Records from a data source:

◆ ◆ ◆

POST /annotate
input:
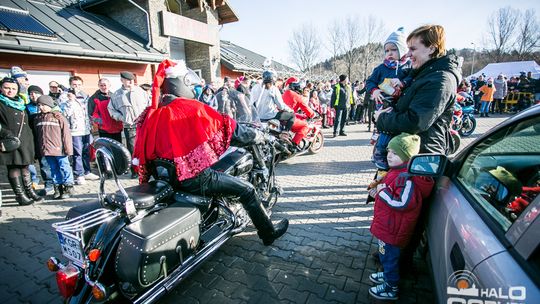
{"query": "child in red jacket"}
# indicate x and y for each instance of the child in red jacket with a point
(398, 200)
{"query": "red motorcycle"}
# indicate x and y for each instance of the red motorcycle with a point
(312, 143)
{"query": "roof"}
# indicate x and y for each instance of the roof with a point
(509, 69)
(239, 59)
(225, 12)
(76, 33)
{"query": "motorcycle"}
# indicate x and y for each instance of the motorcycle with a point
(463, 120)
(137, 244)
(312, 143)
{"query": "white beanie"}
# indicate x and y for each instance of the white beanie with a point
(399, 40)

◆ ◆ ◆

**Required action**
Before copying, set the pictures aside; then give the records again exactly.

**Finished exercise**
POST /annotate
input:
{"query": "child in red jacket"}
# indicate x and y for each instance of the child in red jacket with a point
(398, 200)
{"query": "red motorcycle"}
# indicate x and y for each instance of the red motorcycle with a point
(312, 143)
{"query": "roof"}
# indicate x and y for each instance of the roof with a point
(509, 69)
(239, 59)
(225, 12)
(76, 33)
{"query": "motorcycle"}
# indicate x and y for each instance of the motorcycle with a point
(463, 120)
(137, 244)
(312, 143)
{"query": "white beanie"}
# indicate x and y for each instance of the white beanie with a point
(399, 40)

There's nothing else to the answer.